> **Supplied records**
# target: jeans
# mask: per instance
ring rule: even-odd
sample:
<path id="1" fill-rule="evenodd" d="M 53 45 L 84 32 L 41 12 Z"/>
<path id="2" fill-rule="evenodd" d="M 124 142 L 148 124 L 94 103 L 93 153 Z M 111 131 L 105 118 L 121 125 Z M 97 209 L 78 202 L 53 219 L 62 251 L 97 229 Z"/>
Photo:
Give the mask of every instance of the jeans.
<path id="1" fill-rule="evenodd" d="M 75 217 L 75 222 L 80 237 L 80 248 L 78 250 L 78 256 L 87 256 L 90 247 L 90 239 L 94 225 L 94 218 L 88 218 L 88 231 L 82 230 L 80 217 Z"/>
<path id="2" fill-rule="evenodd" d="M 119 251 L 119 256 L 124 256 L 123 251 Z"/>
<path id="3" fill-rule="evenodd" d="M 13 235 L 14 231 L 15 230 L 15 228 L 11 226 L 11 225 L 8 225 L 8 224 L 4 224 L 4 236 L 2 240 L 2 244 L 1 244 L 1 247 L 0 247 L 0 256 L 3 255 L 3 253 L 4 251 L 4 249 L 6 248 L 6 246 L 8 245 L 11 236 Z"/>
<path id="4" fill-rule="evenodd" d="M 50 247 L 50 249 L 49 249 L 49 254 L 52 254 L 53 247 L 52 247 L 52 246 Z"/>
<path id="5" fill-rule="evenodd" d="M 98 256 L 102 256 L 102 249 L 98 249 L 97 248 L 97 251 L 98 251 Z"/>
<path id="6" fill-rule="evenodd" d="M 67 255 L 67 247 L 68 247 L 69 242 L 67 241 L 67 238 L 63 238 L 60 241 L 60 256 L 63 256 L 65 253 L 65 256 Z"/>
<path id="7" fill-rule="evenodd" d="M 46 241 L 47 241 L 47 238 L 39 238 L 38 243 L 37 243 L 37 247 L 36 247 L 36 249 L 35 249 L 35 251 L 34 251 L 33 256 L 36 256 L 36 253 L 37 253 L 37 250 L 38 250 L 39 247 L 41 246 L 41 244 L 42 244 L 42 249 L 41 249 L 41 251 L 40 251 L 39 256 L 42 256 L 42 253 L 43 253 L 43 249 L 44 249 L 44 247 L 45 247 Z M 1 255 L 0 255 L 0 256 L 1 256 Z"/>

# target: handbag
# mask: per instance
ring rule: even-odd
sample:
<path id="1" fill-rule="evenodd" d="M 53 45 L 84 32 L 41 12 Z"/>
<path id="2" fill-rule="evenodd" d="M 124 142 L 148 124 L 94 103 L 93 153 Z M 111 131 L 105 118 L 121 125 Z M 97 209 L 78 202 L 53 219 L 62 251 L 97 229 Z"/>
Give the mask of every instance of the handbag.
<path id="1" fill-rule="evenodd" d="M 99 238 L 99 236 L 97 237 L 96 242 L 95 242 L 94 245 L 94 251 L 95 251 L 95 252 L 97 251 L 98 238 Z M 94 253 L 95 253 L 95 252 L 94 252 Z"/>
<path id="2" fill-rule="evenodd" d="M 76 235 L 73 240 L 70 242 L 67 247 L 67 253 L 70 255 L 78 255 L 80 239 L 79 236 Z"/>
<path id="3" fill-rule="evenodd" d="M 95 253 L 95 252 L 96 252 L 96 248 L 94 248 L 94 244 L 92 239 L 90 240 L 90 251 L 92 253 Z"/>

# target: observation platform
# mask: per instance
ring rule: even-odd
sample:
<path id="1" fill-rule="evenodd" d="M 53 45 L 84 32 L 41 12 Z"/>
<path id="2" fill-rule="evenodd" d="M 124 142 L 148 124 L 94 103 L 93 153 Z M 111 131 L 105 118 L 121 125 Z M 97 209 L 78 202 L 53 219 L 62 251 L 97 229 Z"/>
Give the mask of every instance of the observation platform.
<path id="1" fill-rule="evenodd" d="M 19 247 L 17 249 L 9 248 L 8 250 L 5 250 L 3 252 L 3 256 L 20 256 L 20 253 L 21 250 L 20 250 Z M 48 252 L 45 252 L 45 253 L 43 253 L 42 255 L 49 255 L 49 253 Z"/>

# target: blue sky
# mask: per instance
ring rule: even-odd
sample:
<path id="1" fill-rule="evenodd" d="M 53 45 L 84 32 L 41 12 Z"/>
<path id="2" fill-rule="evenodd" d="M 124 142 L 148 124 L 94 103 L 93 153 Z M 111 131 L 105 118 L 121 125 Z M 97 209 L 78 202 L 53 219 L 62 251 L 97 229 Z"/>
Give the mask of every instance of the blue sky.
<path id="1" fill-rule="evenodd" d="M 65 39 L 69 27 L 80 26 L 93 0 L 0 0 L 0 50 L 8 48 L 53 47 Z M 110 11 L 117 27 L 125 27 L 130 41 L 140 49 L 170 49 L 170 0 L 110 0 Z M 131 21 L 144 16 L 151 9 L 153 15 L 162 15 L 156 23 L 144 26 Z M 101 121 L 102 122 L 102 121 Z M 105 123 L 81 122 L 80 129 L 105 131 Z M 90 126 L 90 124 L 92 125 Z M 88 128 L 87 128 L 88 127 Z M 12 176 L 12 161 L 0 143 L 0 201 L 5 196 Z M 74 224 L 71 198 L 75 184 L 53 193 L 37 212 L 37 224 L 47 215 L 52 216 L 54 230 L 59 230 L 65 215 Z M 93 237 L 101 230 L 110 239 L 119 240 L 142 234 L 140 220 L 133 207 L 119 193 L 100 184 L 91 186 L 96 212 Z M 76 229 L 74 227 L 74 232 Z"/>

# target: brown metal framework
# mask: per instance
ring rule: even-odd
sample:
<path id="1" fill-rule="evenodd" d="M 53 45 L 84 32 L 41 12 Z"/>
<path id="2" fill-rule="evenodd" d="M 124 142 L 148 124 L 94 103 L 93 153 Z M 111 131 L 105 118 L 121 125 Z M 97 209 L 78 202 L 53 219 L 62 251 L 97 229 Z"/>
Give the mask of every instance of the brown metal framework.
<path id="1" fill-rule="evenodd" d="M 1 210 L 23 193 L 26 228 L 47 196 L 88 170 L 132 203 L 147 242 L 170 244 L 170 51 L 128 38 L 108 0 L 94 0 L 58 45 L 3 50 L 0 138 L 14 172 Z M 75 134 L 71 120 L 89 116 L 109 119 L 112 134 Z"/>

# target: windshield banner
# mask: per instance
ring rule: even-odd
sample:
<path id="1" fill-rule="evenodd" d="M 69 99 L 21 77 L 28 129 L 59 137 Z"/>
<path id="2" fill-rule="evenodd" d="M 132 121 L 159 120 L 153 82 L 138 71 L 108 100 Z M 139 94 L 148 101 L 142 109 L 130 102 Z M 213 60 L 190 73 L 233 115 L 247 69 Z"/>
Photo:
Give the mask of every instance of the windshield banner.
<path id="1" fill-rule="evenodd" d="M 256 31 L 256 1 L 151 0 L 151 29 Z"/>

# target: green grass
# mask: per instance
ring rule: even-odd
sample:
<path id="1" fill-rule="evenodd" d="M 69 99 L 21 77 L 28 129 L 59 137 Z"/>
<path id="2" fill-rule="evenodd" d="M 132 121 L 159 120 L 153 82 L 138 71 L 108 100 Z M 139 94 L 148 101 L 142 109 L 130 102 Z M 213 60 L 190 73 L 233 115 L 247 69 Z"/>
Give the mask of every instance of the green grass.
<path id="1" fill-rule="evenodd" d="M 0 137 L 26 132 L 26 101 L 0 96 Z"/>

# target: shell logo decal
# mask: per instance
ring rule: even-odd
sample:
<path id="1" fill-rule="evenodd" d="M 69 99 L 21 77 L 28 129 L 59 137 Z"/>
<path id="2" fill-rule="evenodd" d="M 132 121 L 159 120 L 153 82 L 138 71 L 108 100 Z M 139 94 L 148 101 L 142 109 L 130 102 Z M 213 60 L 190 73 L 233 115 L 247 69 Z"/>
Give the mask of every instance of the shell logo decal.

> **Exercise goal**
Reproduce, word for word, only the lines from the one that contains "# target: shell logo decal" through the final line.

> **Finished task**
# target: shell logo decal
# mask: per instance
ring rule: even-odd
sample:
<path id="1" fill-rule="evenodd" d="M 69 99 L 21 77 L 28 129 L 59 137 Z"/>
<path id="2" fill-rule="evenodd" d="M 132 121 L 159 120 L 153 82 L 138 71 L 108 100 Z M 139 94 L 148 101 L 142 109 L 130 102 Z M 213 60 L 190 73 L 233 115 L 247 69 Z"/>
Give the mask of every instance of the shell logo decal.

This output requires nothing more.